## What the task asks
Pull out every line in the material below that contains the word "photo", and copy each one in full.

## Supplied data

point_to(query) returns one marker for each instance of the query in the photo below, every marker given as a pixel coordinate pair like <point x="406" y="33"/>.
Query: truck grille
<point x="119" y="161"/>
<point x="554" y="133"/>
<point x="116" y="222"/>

...

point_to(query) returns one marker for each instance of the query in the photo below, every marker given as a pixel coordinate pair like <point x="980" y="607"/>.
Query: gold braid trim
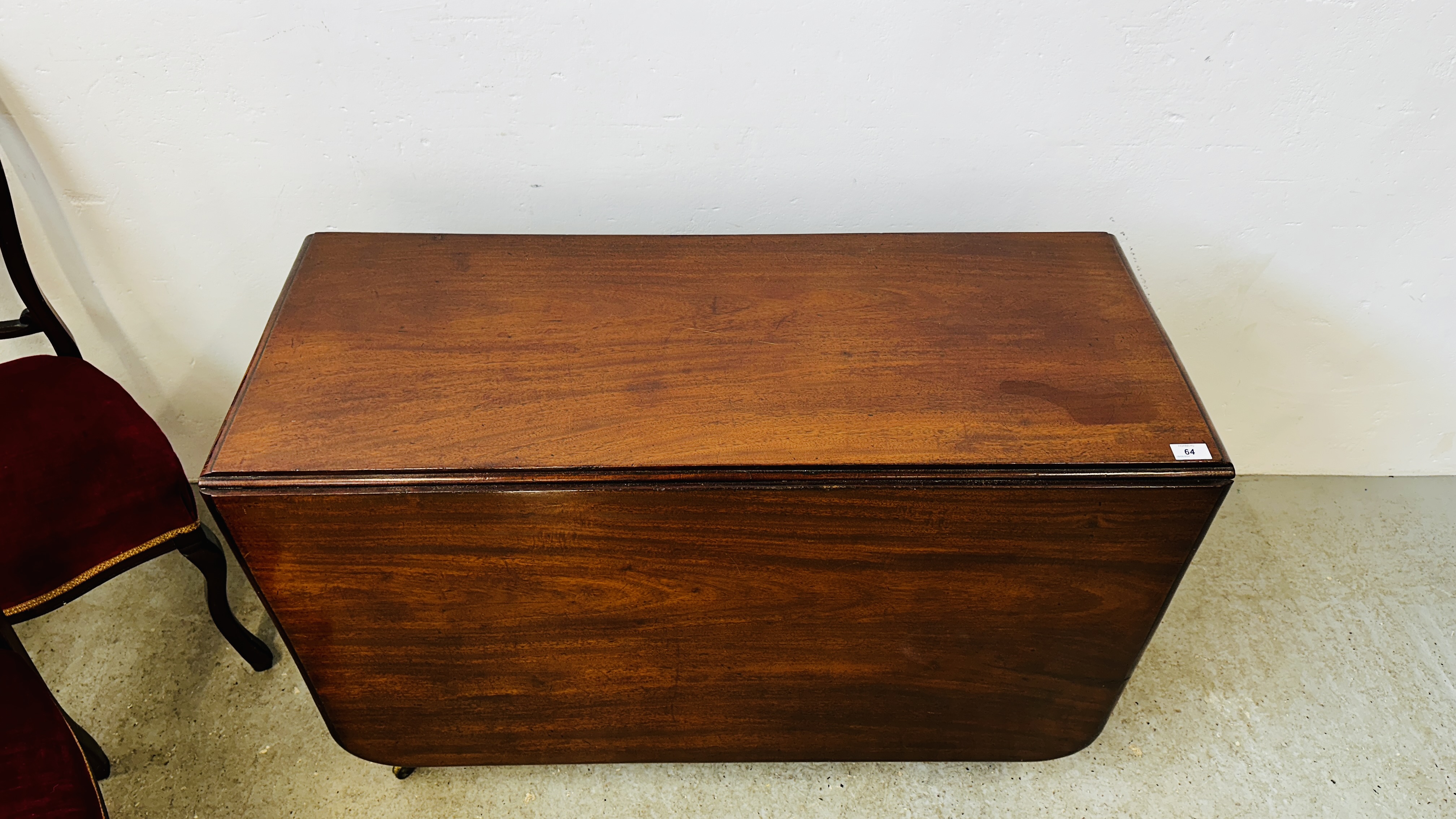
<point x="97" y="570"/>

==

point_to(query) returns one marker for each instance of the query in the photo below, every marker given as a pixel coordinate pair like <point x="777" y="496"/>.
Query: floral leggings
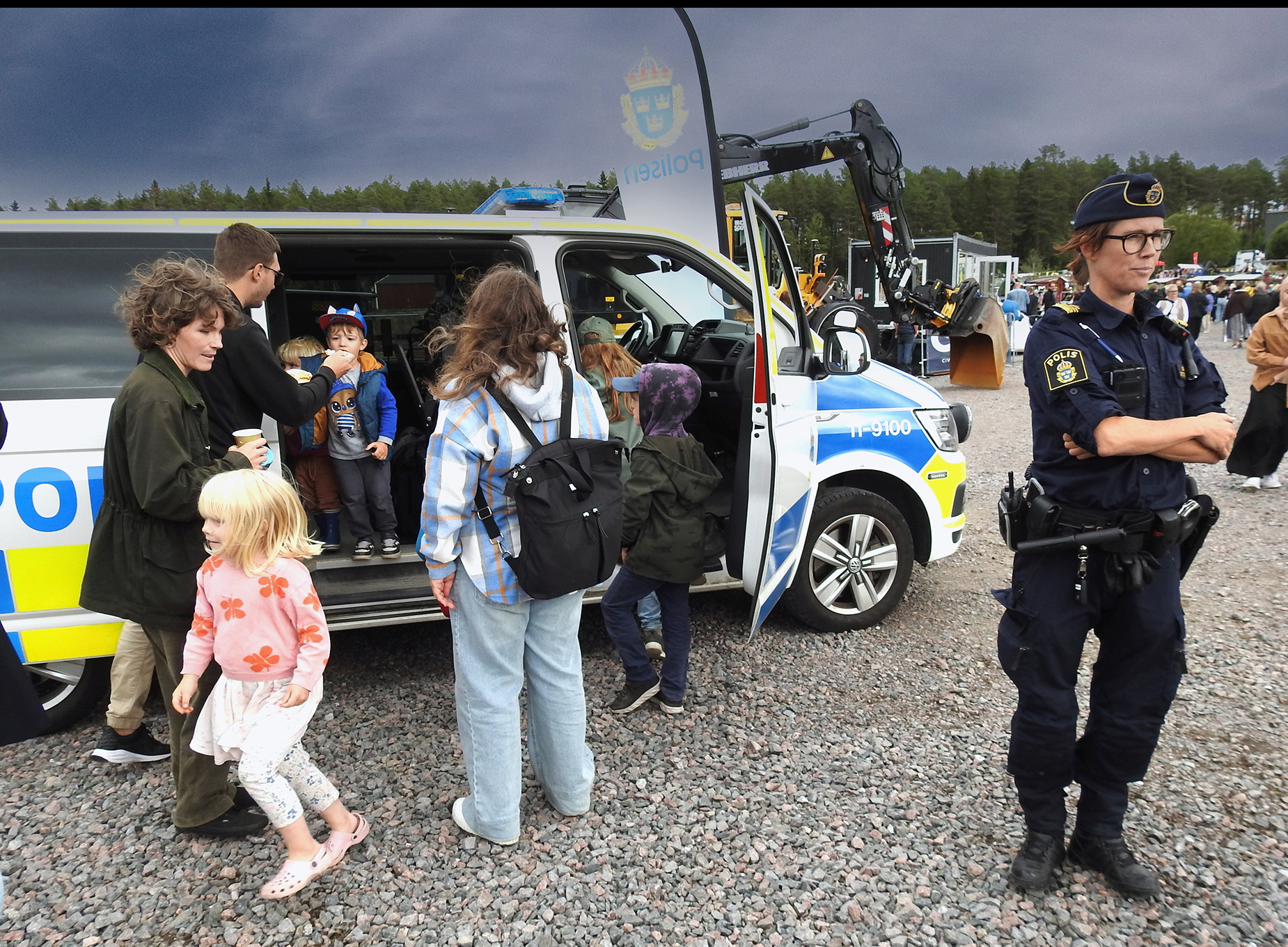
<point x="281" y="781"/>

## Result
point_to(query) returns one marker for each instance of the query in the photo below, every marker given as a pixel coordinate pair like <point x="406" y="33"/>.
point_to(query) returns one marker for each instance of the query in the photo below, every marker given as a pixel coordinate pair like <point x="980" y="607"/>.
point_to(query) returns one marker for each instance of the query in the photo below, every marker given as a pixel coordinate pair like <point x="777" y="496"/>.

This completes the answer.